Records for identifying positions:
============================================================

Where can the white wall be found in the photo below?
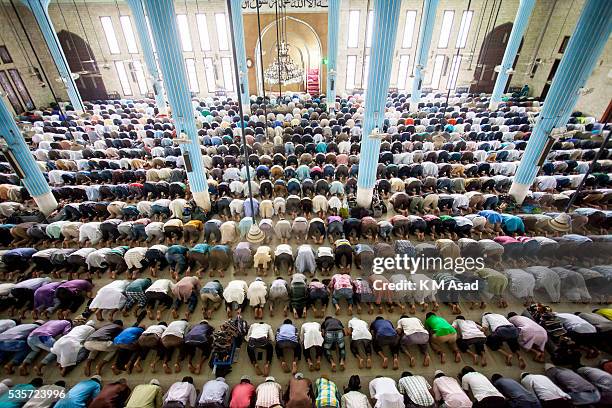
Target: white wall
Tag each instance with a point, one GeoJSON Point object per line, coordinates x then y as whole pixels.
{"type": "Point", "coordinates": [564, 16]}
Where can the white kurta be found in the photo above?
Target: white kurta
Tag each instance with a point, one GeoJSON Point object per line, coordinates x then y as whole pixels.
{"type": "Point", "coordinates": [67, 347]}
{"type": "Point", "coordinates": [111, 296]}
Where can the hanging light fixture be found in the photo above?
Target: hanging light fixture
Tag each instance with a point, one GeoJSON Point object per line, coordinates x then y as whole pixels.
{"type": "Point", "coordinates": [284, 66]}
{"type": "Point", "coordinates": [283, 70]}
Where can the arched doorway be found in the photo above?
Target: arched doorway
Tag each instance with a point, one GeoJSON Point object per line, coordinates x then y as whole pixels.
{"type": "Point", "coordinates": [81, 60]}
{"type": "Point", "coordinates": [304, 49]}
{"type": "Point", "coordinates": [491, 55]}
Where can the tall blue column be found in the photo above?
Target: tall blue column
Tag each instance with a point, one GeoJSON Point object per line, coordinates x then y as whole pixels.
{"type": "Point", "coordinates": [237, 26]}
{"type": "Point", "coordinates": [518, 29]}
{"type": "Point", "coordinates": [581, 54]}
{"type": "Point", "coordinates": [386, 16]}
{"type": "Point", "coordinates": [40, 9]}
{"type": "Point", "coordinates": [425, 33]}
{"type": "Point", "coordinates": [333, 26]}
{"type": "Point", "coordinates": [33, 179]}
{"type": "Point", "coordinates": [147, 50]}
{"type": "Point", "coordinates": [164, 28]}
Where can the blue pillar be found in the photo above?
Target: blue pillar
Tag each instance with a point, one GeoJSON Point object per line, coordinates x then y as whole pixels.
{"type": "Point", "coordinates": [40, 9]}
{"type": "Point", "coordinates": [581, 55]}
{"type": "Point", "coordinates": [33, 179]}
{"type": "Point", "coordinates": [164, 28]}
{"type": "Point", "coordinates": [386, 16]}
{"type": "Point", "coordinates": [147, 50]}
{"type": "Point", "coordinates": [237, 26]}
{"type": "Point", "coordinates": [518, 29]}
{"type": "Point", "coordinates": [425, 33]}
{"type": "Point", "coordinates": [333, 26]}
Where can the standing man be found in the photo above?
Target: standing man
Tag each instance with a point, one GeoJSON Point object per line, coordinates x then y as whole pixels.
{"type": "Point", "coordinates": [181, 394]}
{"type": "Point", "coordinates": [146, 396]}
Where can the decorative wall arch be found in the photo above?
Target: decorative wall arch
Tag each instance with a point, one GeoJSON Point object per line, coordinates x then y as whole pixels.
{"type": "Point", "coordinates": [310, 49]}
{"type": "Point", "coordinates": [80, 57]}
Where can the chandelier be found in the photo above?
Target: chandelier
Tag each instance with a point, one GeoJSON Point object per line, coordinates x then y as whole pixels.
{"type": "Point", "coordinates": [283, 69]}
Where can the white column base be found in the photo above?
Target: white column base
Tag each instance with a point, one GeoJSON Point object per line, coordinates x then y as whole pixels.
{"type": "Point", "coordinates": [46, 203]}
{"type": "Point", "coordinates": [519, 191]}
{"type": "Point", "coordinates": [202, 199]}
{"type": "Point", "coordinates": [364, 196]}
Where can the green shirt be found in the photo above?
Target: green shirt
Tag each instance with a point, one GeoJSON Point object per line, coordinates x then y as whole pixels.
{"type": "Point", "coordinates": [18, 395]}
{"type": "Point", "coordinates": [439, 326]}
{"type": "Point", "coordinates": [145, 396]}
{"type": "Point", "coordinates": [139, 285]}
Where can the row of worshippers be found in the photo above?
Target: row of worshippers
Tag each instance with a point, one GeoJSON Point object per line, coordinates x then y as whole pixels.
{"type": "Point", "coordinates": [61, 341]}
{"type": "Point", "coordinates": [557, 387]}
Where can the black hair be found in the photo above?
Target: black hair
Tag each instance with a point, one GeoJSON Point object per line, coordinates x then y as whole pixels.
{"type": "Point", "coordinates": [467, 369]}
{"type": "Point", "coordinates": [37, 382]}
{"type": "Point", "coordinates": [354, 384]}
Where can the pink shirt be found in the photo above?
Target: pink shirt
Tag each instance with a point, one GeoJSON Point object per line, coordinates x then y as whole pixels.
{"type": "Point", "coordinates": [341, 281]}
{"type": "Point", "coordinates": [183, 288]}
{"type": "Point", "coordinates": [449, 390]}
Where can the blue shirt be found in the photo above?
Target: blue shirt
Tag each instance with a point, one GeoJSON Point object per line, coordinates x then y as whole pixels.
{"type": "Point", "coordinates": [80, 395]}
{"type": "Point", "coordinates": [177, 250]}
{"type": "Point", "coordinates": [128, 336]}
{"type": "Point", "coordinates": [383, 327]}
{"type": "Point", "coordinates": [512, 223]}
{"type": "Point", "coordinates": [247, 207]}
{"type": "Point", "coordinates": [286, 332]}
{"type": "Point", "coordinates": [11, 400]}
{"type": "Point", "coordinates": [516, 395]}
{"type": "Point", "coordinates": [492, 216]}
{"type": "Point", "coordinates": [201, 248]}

============================================================

#### SHORT EXERCISE:
Repeat word for word the lines starting at the one that contains "Where can the blue shirt" and ending at the last line above.

#### EXERCISE SOLUTION:
Where can the blue shirt be found in the photo above?
Target: blue shirt
Tag each instance with a point, one GeoJSON Point object per line, coordinates x then y as whole pixels.
{"type": "Point", "coordinates": [80, 395]}
{"type": "Point", "coordinates": [177, 250]}
{"type": "Point", "coordinates": [128, 336]}
{"type": "Point", "coordinates": [383, 327]}
{"type": "Point", "coordinates": [512, 223]}
{"type": "Point", "coordinates": [247, 207]}
{"type": "Point", "coordinates": [286, 332]}
{"type": "Point", "coordinates": [11, 400]}
{"type": "Point", "coordinates": [516, 395]}
{"type": "Point", "coordinates": [492, 216]}
{"type": "Point", "coordinates": [201, 248]}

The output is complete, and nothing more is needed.